start Records to process

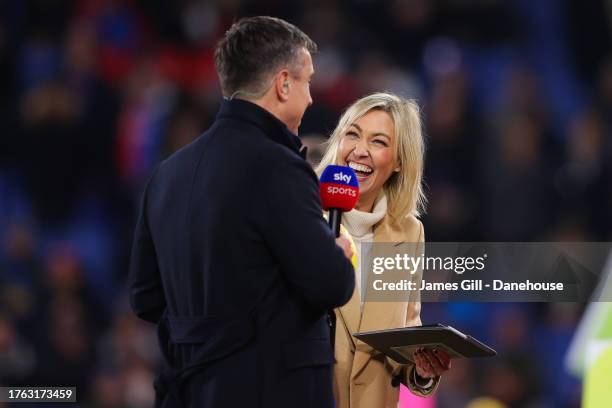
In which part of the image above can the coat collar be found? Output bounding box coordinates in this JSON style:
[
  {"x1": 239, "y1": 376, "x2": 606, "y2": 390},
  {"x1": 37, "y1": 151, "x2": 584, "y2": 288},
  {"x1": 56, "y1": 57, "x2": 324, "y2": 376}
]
[
  {"x1": 217, "y1": 99, "x2": 306, "y2": 157},
  {"x1": 339, "y1": 214, "x2": 405, "y2": 347}
]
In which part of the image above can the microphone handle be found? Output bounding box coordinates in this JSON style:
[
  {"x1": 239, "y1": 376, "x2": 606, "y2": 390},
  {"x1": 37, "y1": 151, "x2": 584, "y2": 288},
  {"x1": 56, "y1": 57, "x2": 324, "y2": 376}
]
[{"x1": 327, "y1": 208, "x2": 342, "y2": 238}]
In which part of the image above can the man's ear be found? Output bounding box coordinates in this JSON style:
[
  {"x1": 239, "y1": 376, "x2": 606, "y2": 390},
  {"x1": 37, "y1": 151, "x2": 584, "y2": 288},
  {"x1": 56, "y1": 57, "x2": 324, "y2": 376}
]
[{"x1": 274, "y1": 69, "x2": 290, "y2": 102}]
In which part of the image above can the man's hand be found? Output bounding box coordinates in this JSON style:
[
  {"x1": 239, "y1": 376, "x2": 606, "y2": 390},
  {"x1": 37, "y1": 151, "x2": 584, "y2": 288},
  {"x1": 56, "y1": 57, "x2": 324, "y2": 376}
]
[
  {"x1": 336, "y1": 235, "x2": 353, "y2": 261},
  {"x1": 413, "y1": 348, "x2": 451, "y2": 378}
]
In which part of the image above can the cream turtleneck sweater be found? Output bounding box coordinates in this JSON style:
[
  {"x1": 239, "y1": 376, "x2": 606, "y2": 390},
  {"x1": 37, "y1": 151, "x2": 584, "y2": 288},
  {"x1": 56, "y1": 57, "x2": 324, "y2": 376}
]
[{"x1": 342, "y1": 194, "x2": 387, "y2": 307}]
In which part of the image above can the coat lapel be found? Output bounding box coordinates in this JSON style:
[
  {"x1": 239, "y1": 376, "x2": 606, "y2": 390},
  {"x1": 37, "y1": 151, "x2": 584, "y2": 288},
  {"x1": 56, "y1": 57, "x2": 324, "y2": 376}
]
[{"x1": 349, "y1": 216, "x2": 401, "y2": 378}]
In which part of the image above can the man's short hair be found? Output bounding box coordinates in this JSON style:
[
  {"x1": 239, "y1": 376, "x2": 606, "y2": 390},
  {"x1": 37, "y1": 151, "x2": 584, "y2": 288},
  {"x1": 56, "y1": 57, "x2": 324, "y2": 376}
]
[{"x1": 215, "y1": 16, "x2": 317, "y2": 97}]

end Records to process

What to do – Turn every line of the items above into a numbered list, skipping any blank lines. Leave the pictures out.

The response –
1. In which part of the image above can the coat collar be found? Output bounding box coordinates in this JSON style:
2. [
3.   {"x1": 239, "y1": 376, "x2": 606, "y2": 390},
4.   {"x1": 37, "y1": 151, "x2": 584, "y2": 288},
5.   {"x1": 56, "y1": 57, "x2": 324, "y2": 376}
6. ]
7. [
8.   {"x1": 217, "y1": 99, "x2": 306, "y2": 157},
9.   {"x1": 339, "y1": 214, "x2": 405, "y2": 347}
10. ]
11. In which part of the image above can the microphone handle be found? Output bounding box coordinates in this JSON style:
12. [
13.   {"x1": 239, "y1": 376, "x2": 606, "y2": 390},
14.   {"x1": 37, "y1": 151, "x2": 584, "y2": 288},
15.   {"x1": 56, "y1": 57, "x2": 324, "y2": 376}
16. ]
17. [{"x1": 327, "y1": 208, "x2": 342, "y2": 238}]
18. In which part of the image above can the man's ear be found? Output bounding box coordinates in this JSON style:
19. [
20.   {"x1": 239, "y1": 376, "x2": 606, "y2": 390},
21.   {"x1": 37, "y1": 151, "x2": 584, "y2": 288},
22.   {"x1": 56, "y1": 57, "x2": 324, "y2": 376}
23. ]
24. [{"x1": 274, "y1": 69, "x2": 290, "y2": 102}]
25. In which part of the image above can the man's hand be found? Output bounding box coordinates in this JSON style:
26. [
27.   {"x1": 239, "y1": 376, "x2": 606, "y2": 390},
28.   {"x1": 37, "y1": 151, "x2": 584, "y2": 288},
29.   {"x1": 56, "y1": 57, "x2": 324, "y2": 376}
30. ]
31. [
32.   {"x1": 336, "y1": 235, "x2": 353, "y2": 261},
33.   {"x1": 413, "y1": 348, "x2": 451, "y2": 378}
34. ]
35. In which part of the image above can the cream turtleneck sweater be found? Output bounding box coordinates in this JSON style:
36. [
37.   {"x1": 239, "y1": 376, "x2": 606, "y2": 390},
38.   {"x1": 37, "y1": 151, "x2": 584, "y2": 288},
39.   {"x1": 56, "y1": 57, "x2": 324, "y2": 376}
40. ]
41. [{"x1": 342, "y1": 194, "x2": 387, "y2": 307}]
42. In which part of the image above can the coat lapel be found? Output bounding box coordinates in this JSON style:
43. [
44.   {"x1": 239, "y1": 376, "x2": 606, "y2": 390},
45.   {"x1": 37, "y1": 151, "x2": 584, "y2": 288},
46.   {"x1": 56, "y1": 57, "x2": 324, "y2": 376}
47. ]
48. [{"x1": 349, "y1": 216, "x2": 401, "y2": 378}]
49. In which part of the image above can the man's short hair be found? Output bounding box coordinates in this JSON style:
50. [
51.   {"x1": 239, "y1": 376, "x2": 606, "y2": 390},
52.   {"x1": 37, "y1": 151, "x2": 584, "y2": 288},
53.   {"x1": 56, "y1": 57, "x2": 324, "y2": 376}
54. ]
55. [{"x1": 215, "y1": 16, "x2": 317, "y2": 97}]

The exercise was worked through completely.